§ TASK STATEMENT: Convert the lines of the data into a JSON list of strings, one string per line with blank lines omitted, starting at the line that contains "TARGET = blue sky" and ending at the last line of the data.

-------------------------

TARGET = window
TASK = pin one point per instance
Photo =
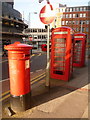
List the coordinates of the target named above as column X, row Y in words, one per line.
column 66, row 22
column 77, row 22
column 67, row 10
column 77, row 9
column 84, row 14
column 84, row 9
column 66, row 15
column 74, row 9
column 77, row 29
column 83, row 29
column 70, row 9
column 81, row 14
column 74, row 15
column 87, row 21
column 62, row 22
column 70, row 15
column 61, row 16
column 80, row 8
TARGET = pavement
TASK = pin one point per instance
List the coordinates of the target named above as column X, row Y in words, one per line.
column 63, row 100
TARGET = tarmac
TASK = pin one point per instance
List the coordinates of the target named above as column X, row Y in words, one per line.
column 63, row 100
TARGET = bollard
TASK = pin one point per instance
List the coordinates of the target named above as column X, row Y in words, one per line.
column 19, row 72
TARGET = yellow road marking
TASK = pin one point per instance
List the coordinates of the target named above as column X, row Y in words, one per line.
column 39, row 54
column 5, row 93
column 5, row 97
column 38, row 76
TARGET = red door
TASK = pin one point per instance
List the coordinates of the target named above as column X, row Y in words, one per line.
column 61, row 53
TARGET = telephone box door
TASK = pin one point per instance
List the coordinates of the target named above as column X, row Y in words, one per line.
column 61, row 53
column 79, row 49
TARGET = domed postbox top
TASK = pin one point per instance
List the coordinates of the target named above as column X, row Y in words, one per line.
column 18, row 46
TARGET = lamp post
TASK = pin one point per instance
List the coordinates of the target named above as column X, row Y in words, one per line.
column 30, row 17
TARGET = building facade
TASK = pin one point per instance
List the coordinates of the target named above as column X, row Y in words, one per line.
column 75, row 17
column 12, row 24
column 36, row 37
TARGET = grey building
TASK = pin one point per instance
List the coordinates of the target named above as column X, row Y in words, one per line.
column 12, row 24
column 36, row 36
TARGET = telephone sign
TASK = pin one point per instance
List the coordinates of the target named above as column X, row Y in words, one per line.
column 47, row 14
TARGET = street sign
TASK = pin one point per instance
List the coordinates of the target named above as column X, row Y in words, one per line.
column 47, row 14
column 30, row 38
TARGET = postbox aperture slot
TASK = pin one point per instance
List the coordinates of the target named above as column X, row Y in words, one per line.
column 59, row 72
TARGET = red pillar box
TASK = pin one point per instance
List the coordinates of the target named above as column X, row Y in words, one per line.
column 79, row 49
column 19, row 71
column 61, row 53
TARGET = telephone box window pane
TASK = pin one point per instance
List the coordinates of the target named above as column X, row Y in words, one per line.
column 77, row 51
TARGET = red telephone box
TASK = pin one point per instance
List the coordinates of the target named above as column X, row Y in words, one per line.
column 79, row 49
column 61, row 53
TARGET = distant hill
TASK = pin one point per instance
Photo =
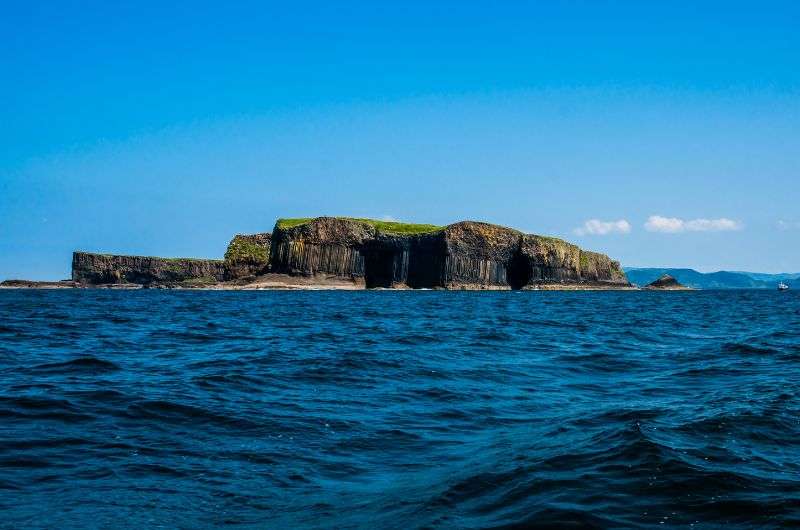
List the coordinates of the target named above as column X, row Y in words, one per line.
column 712, row 280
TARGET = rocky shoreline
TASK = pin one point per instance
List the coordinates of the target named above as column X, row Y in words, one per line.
column 351, row 254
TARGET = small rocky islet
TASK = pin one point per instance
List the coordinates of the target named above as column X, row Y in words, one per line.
column 348, row 253
column 667, row 282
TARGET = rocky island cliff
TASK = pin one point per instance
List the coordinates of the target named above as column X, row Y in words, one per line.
column 364, row 253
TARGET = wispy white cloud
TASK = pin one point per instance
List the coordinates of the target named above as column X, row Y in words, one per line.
column 596, row 227
column 674, row 225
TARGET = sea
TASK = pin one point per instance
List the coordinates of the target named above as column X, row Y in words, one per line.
column 399, row 409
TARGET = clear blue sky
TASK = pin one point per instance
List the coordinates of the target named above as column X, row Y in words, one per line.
column 153, row 129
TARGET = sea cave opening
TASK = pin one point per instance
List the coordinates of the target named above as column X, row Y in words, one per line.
column 378, row 268
column 518, row 272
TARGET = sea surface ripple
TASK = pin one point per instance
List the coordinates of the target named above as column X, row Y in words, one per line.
column 387, row 409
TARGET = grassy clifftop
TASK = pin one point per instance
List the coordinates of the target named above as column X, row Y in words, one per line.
column 393, row 227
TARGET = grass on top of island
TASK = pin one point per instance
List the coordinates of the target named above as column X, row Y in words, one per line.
column 394, row 227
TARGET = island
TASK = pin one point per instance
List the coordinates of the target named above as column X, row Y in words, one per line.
column 667, row 283
column 351, row 253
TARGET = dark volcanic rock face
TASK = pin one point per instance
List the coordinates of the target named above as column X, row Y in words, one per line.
column 323, row 245
column 478, row 254
column 462, row 255
column 550, row 260
column 95, row 269
column 247, row 255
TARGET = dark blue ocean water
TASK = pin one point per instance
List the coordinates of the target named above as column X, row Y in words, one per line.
column 144, row 409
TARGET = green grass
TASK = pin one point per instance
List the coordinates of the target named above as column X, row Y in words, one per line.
column 393, row 227
column 243, row 249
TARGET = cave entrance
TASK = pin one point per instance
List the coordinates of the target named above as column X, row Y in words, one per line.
column 518, row 272
column 379, row 268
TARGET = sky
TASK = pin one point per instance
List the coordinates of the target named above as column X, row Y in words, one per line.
column 665, row 134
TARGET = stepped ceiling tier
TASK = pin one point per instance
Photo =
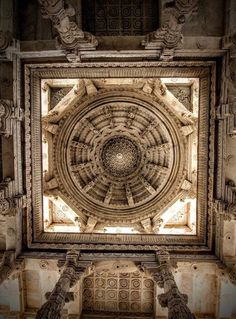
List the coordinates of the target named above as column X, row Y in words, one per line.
column 120, row 155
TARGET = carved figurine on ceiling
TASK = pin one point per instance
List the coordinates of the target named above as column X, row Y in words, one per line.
column 169, row 36
column 70, row 36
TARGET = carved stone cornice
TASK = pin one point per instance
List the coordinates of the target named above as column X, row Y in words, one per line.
column 70, row 37
column 169, row 36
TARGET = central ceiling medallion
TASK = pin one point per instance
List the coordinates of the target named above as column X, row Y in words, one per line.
column 119, row 155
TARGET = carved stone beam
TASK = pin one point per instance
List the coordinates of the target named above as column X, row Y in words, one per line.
column 172, row 298
column 147, row 185
column 108, row 113
column 8, row 206
column 6, row 115
column 9, row 265
column 184, row 115
column 70, row 37
column 72, row 272
column 108, row 195
column 169, row 36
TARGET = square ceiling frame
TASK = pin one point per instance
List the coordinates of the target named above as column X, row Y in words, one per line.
column 38, row 239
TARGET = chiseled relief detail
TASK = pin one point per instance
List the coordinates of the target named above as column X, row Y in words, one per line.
column 118, row 292
column 113, row 156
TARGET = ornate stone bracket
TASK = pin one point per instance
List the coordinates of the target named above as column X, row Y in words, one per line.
column 9, row 205
column 9, row 265
column 172, row 298
column 70, row 38
column 72, row 272
column 169, row 36
column 8, row 45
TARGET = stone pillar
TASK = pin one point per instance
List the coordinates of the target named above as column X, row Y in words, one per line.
column 172, row 298
column 52, row 309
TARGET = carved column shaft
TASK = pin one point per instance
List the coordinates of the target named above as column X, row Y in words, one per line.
column 175, row 301
column 52, row 309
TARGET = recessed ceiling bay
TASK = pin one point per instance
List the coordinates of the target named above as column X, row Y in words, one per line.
column 119, row 155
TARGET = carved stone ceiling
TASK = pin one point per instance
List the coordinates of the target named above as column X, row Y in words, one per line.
column 118, row 158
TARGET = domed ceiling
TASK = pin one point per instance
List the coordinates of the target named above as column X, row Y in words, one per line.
column 118, row 155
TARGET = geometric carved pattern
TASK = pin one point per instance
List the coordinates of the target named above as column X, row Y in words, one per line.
column 118, row 292
column 119, row 17
column 151, row 70
column 118, row 153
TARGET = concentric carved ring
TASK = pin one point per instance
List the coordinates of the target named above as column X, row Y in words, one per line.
column 119, row 156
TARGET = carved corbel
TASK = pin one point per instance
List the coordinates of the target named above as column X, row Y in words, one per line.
column 9, row 265
column 70, row 38
column 9, row 205
column 169, row 36
column 91, row 223
column 8, row 45
column 172, row 298
column 71, row 273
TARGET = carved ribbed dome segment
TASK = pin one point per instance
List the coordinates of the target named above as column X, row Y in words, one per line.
column 119, row 154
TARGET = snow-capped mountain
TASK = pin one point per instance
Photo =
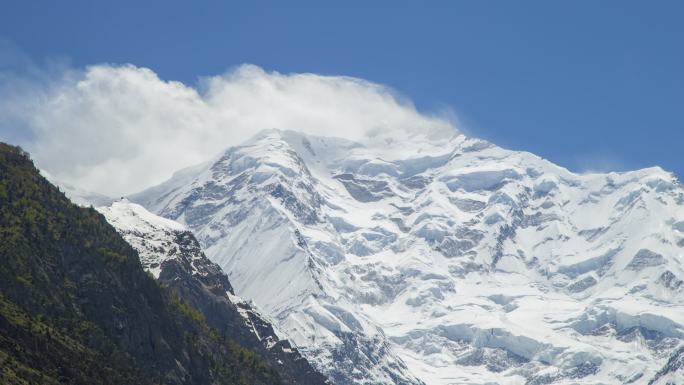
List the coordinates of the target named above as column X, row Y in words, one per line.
column 170, row 252
column 445, row 261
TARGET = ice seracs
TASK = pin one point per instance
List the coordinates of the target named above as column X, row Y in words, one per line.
column 444, row 260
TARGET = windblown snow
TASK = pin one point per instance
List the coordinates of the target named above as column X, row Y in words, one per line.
column 444, row 261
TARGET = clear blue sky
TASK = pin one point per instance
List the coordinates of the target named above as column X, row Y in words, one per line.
column 586, row 84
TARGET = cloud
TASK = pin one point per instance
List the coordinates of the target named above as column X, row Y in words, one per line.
column 118, row 129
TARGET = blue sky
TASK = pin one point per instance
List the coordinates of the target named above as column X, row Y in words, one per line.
column 586, row 84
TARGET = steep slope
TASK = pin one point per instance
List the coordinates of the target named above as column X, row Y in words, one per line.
column 173, row 256
column 76, row 306
column 444, row 261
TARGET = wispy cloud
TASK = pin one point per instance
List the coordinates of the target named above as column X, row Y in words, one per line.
column 116, row 129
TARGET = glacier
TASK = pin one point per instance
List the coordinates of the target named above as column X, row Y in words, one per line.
column 444, row 260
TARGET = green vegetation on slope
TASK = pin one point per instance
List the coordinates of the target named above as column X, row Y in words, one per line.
column 76, row 306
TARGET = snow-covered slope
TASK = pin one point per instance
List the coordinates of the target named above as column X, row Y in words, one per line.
column 447, row 261
column 170, row 252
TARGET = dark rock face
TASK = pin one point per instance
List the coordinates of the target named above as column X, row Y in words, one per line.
column 76, row 306
column 208, row 290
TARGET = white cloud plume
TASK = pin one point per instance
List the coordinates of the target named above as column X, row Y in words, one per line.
column 119, row 129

-------------------------

§ OUTPUT OF THE EXERCISE:
[
  "TARGET = blue sky",
  "TASK = pin one point per instance",
  "List the coordinates of the target named above as column X, row Y in words, one per line.",
  "column 586, row 84",
  "TARGET = steep slope",
  "TASK = pin one point per instance",
  "List the coordinates of the target named above as column X, row Y in words, one per line.",
  "column 173, row 256",
  "column 76, row 306",
  "column 444, row 261",
  "TARGET = wispy cloud",
  "TASK = pin one point per instance",
  "List the coordinates of the target named above as column X, row Y in words, one per line.",
  "column 116, row 129",
  "TARGET = glacier",
  "TASK = pin one point per instance",
  "List the coordinates of the target named above as column X, row Y in words, one per line.",
  "column 444, row 260",
  "TARGET = green vegetation on slope",
  "TASK = pin one point per instance",
  "List the coordinates of the target named above as column X, row Y in words, one per line.",
  "column 76, row 306",
  "TARGET = snow-covered slope",
  "TASK = pin one point per instance",
  "List the coordinates of the target named above as column X, row Y in words, one per line.",
  "column 447, row 261",
  "column 170, row 252",
  "TARGET = dark rock face",
  "TASK = pin one point per instance",
  "List the coordinates of the target named above as column X, row Y in words, one per line.",
  "column 76, row 306",
  "column 208, row 290",
  "TARGET = white cloud plume",
  "TASK = pin one point per instance",
  "List the coordinates of the target named above as column X, row Y in words, one per line.",
  "column 119, row 129"
]